Dataset entries
━━━━━━━━━━━━━━━━━━━━━━━━━━━━━━

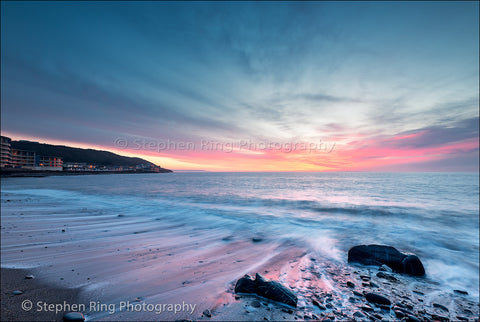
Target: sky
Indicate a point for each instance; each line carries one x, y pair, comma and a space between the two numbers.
248, 86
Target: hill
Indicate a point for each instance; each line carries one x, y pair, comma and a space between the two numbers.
69, 154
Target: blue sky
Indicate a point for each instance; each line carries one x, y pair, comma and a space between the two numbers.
358, 74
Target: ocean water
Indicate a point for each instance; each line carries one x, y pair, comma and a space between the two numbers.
434, 215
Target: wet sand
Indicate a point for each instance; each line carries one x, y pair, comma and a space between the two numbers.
155, 265
34, 292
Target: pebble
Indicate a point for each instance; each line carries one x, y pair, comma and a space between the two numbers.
74, 317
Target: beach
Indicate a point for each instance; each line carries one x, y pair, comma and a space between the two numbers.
171, 247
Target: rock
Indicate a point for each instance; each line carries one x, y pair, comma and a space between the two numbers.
413, 266
367, 308
245, 285
269, 289
378, 299
359, 314
386, 276
73, 317
320, 306
275, 291
386, 255
385, 268
440, 306
411, 318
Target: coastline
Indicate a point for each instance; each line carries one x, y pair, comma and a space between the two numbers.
106, 250
40, 173
34, 291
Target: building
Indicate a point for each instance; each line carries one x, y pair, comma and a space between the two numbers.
23, 159
48, 163
12, 158
6, 152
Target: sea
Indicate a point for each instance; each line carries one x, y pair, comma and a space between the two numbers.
433, 215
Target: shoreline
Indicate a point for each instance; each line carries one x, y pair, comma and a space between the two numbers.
41, 173
107, 251
36, 292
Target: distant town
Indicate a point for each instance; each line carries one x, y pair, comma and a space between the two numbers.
15, 160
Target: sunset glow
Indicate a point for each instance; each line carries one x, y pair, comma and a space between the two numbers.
303, 89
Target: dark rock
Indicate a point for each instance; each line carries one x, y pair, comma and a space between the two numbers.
275, 291
411, 318
385, 268
269, 289
359, 314
207, 313
387, 276
378, 299
384, 307
387, 255
74, 317
440, 306
320, 306
246, 285
413, 266
367, 308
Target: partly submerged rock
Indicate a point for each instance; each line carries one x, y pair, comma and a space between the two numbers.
246, 285
269, 289
378, 299
73, 317
386, 255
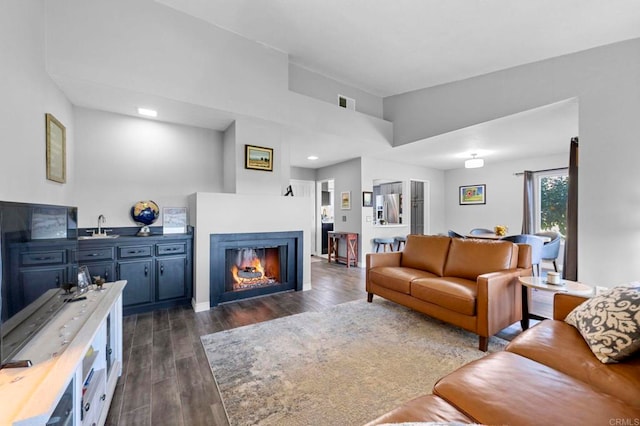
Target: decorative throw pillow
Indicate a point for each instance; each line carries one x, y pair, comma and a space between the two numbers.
610, 323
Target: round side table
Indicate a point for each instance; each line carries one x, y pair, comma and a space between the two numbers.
565, 286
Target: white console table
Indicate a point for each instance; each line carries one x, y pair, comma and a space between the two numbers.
77, 359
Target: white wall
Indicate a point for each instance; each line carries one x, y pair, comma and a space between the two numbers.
239, 213
606, 80
27, 94
504, 194
326, 89
121, 160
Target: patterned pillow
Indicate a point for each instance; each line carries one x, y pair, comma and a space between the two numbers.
610, 323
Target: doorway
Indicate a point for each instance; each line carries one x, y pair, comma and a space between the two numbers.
325, 222
418, 192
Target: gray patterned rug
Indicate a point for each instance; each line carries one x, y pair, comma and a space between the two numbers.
345, 365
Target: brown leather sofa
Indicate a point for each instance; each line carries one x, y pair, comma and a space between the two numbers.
547, 375
470, 283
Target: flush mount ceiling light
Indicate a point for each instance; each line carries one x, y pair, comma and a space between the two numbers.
473, 163
147, 112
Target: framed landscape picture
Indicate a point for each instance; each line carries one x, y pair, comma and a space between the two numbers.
258, 158
473, 194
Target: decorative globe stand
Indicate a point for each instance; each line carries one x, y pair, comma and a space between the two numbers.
145, 213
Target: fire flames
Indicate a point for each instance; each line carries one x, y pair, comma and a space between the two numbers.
249, 273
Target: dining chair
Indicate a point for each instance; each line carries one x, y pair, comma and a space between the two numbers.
480, 231
536, 244
551, 248
454, 234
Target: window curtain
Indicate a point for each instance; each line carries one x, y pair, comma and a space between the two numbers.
570, 269
528, 207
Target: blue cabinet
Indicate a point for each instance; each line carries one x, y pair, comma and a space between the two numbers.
158, 269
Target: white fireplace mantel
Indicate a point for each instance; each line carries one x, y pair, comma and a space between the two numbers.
220, 213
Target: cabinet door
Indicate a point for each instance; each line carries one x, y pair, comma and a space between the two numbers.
105, 270
36, 281
139, 278
171, 278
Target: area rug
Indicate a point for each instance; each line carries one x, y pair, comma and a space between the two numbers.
345, 365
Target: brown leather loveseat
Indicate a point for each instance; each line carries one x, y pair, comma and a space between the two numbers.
547, 375
470, 283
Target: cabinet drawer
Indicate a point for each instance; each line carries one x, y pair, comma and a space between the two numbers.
54, 257
175, 248
134, 251
90, 255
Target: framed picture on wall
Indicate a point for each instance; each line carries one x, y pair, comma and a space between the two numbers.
473, 194
258, 158
367, 199
56, 136
345, 200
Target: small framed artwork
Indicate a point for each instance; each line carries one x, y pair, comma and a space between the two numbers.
367, 199
473, 194
174, 220
84, 279
56, 136
258, 158
345, 200
48, 223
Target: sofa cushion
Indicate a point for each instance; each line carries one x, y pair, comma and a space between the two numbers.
456, 294
610, 322
561, 347
508, 389
426, 252
396, 278
469, 257
426, 408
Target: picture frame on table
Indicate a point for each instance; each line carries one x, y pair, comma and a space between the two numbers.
174, 220
56, 137
345, 200
258, 158
367, 199
473, 194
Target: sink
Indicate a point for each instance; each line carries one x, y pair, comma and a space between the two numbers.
98, 237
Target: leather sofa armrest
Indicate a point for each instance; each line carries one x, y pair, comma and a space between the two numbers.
563, 304
383, 259
499, 301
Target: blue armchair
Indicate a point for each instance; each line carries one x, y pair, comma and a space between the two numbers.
536, 244
551, 248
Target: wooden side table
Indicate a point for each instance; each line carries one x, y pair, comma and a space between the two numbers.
351, 241
565, 286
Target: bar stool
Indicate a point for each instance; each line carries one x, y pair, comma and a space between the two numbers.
383, 242
400, 241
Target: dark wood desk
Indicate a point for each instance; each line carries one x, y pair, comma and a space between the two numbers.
351, 241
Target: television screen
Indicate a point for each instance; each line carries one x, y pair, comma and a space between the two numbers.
38, 243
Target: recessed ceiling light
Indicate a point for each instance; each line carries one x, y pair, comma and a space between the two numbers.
147, 112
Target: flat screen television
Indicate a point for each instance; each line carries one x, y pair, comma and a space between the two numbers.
38, 245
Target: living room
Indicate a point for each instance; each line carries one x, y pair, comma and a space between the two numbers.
81, 61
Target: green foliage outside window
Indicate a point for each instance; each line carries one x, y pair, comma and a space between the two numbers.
553, 203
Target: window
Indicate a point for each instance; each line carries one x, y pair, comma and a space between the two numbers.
551, 201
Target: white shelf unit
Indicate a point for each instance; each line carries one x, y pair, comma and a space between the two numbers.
84, 339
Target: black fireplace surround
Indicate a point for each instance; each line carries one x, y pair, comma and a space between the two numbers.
278, 256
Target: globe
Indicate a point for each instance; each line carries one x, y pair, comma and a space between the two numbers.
145, 213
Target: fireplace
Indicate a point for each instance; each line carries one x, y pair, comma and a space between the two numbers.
254, 264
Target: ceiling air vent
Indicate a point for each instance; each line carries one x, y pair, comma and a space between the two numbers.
347, 103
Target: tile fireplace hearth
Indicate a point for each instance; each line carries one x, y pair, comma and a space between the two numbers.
247, 265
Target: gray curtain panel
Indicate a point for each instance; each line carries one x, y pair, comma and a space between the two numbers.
527, 208
570, 270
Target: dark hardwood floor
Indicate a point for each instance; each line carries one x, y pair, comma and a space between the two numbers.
166, 379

━━━━━━━━━━━━━━━━━━━━━━━━━━━━━━

Exercise: Pictures are to be dropped; every line of the records is to be returned unchanged.

Answer box:
Target: sky
Indicate a point for each instance; each line carries one x, y pair, comma and a space between the two numbers.
248, 86
Target: hill
Indicate a point for each instance; each line carries one x, y pair, comma and a space between the two numbers.
69, 154
Target: blue sky
Indicate a point for each instance; each line carries one x, y pair, comma and a space between the two numbers.
358, 74
Target: ocean water
Indicate a point for each instance; each line carries one x, y pair, comma and a space between the two numbers.
434, 215
Target: wet sand
Indicate a point for each instance; each line carries one x, y pair, comma and a space between the two numbers.
155, 265
34, 292
Target: pebble
Indicate a point for each instance; each line carries one x, y pair, comma and a space between the two numbers.
74, 317
Target: beach
Indicate a point for each instance; each line carries one x, y pair, comma and a space between the two numbers.
171, 247
Target: rock
Indicate a point for each instance; each line carries one x, y pair, comma and a space between the two numbers.
413, 266
367, 308
245, 285
269, 289
378, 299
359, 314
386, 276
73, 317
320, 306
275, 291
386, 255
385, 268
440, 306
411, 318
Target: coastline
Indicate a point for each instance; each line carries one x, y pair, comma and a space between the two numbers.
106, 250
40, 173
34, 291
Target: building
Indicate a point for each instance; each line carries one x, y pair, comma and a space between the two numbers.
23, 159
48, 163
12, 158
6, 152
Target: sea
Indicate a point for each instance; each line carries one x, y pair, comma and a space between the two numbers.
433, 215
Target: shoreline
Indicate a point for each instance; each line carries one x, y pair, comma and a space between the two numbers.
41, 173
107, 251
36, 292
Target: distant town
Indicate a point for each instance; each line carries one x, y pair, comma and a space between the two numbers.
15, 160
Target: sunset glow
Indicate a point for each instance; each line carries one x, y pair, comma and a space between the two numbers.
303, 89
Target: dark rock
Indicate a point for each instance; each line carries one x, y pair, comma and a space between the two numbers.
275, 291
411, 318
385, 268
269, 289
359, 314
207, 313
387, 276
378, 299
384, 307
387, 255
74, 317
440, 306
320, 306
246, 285
413, 266
367, 308
Target: partly submerged rock
Indicate a point for each instance; each line carries one x, y pair, comma and a space between the two numbers.
246, 285
269, 289
378, 299
73, 317
386, 255
Target: decorative throw pillow
Indicate a point for each instance; each line carries one x, y pair, comma and a space between the two numbers.
610, 323
Target: round side table
Indicate a point for each instance; each line carries one x, y pair, comma and a space between the two numbers.
565, 286
Target: white console table
Indicate a point for each instance; each line carries one x, y pair, comma and a space between the two numbers.
77, 359
Target: white wall
Indicate a point for each instance; each line carries one x, y pair, comma and a space between the two numbers.
239, 213
606, 80
27, 94
504, 194
326, 89
121, 160
Target: patterned pillow
Indicate a point for each instance; each line carries one x, y pair, comma and a space between the two numbers.
610, 323
Target: doorway
Indicate a point for each instance; each line carries one x, y pair, comma and a space between the two numbers.
325, 222
418, 192
Target: gray patterned rug
Indicate a point for each instance; each line carries one x, y pair, comma and a space between the two numbers.
345, 365
Target: brown leather sofa
Indicate a point for each instance; each line carries one x, y pair, comma and a space between the two numbers.
547, 375
470, 283
Target: flush mount ceiling light
Indicate a point for each instance; each line carries one x, y pair, comma and a space between the two numbers.
473, 163
147, 112
Target: framed landscape picture
Indicate a point for each instance; each line carries one x, y pair, comma and a space between the two numbers.
258, 158
473, 194
Target: decorative globe stand
Indicate a point for each instance; each line carries one x, y pair, comma and a space between the two numbers.
145, 213
Target: fire flames
Indicate a point for each instance; each line carries one x, y pair, comma and a space between the two numbers.
249, 273
Target: dining chair
Indicate a point for each instance; each line carries one x, y pair, comma and a space between the two numbers.
480, 231
536, 244
551, 248
454, 234
Target: window curtain
Indicate a point for each instance; each line carries one x, y pair, comma and a space between the two numbers.
570, 269
528, 207
Target: blue cabinet
Indicate a point for each instance; each line carries one x, y pair, comma and a space between the two numbers.
158, 269
Target: white fireplace mantel
Indicate a point for each instance; each line carries one x, y pair, comma and a space between the two numbers.
220, 213
Target: cabinet door
Indicate a point for each instance; each line carries one x, y pair, comma and a space between the two numbers.
105, 270
36, 281
139, 278
171, 278
Target: area rug
Indicate a point for each instance; each line carries one x, y pair, comma and a space between the two numbers.
345, 365
Target: brown leather loveseat
Indicate a point for each instance; each line carries one x, y pair, comma and a space between the two numbers.
547, 375
470, 283
Target: cabinet drawer
Indicate a point for each instance; each line carries one x, y pair, comma and a space between the two numbers.
54, 257
175, 248
134, 251
90, 255
Target: framed picture on wall
Indicate a point for each instance; each line carries one x, y pair, comma and a space between the two numbers.
473, 194
258, 158
367, 199
56, 136
345, 200
Target: small framed artwork
Indicate a point for each instance; each line carries one x, y pair, comma and a space between the two numbers.
367, 199
473, 194
174, 220
84, 279
56, 136
258, 158
345, 200
48, 223
Target: sofa cushion
Indicate a point for each instance; each line carries one x, y pair, comma and a space between the two numbers.
456, 294
610, 322
561, 347
508, 389
426, 252
396, 278
469, 257
426, 408
Target: picture frame on table
Indicate a point for each instance; each line carries one x, y pair, comma and a space between the two numbers.
174, 220
56, 137
345, 200
258, 158
367, 199
473, 194
Target: sink
Indicate a point for each instance; each line carries one x, y pair, comma and a space between the two numbers.
98, 237
Target: leather sofa armrest
Indicate a point for each instance; each line carries one x, y pair, comma and a space between the two numbers.
563, 304
383, 259
499, 301
Target: blue armchair
Indicate a point for each instance; each line carries one x, y pair, comma and a space between the two numbers.
536, 244
551, 248
Target: wooden side table
Indicate a point for each instance; each line carries one x, y pair, comma and a space between the two numbers.
351, 241
565, 286
Target: bar stool
Indicate a point for each instance; each line carries one x, y pair, comma and a space between the two numbers.
383, 242
400, 241
Target: dark wood desk
Indicate a point for each instance; each line carries one x, y pair, comma and a space between the two numbers.
351, 241
Target: television screen
Indicate a point for each instance; each line carries one x, y pair, comma and a space between the two numbers.
38, 243
Target: recessed ceiling light
Indicate a point for each instance; each line carries one x, y pair, comma and a space between the two numbers.
147, 112
Target: flat screen television
Indicate a point for each instance; each line carries one x, y pair, comma and a space between the two numbers.
38, 245
Target: living room
Indicate a point for each instance; each line carries one x, y pair, comma and a space between the two numbers.
81, 61
Target: green foliage outside window
Indicate a point for each instance; each line carries one x, y pair, comma and a space between the two numbers.
553, 203
Target: window
Indicate a point for each instance; each line carries one x, y pair, comma and a space between the two numbers.
551, 201
Target: white shelf unit
Indicate a point for each instance; each line carries one x, y pair, comma and a space between the two numbers.
84, 339
Target: black fireplace surround
Indicate a point for each instance; each line carries one x, y pair, comma and a space between the two numbers.
278, 256
Target: globe
Indicate a point for each instance; each line carries one x, y pair, comma and a space between the two numbers.
145, 213
Target: fireplace
Indicate a point for each instance; each line carries one x, y pair, comma and a space between the two numbers.
254, 264
Target: ceiling air vent
Indicate a point for each instance; each line carries one x, y pair, comma and a space between the two numbers.
347, 103
Target: tile fireplace hearth
Indicate a point for each instance; each line carries one x, y pair, comma and a space between the two numbers.
247, 265
Target: gray curtain panel
Indicate a point for each instance; each line carries one x, y pair, comma and a space between the two numbers.
527, 208
570, 270
Target: dark hardwood floor
Indicate a point for each instance; each line carries one x, y pair, comma and a space between the two numbers.
166, 379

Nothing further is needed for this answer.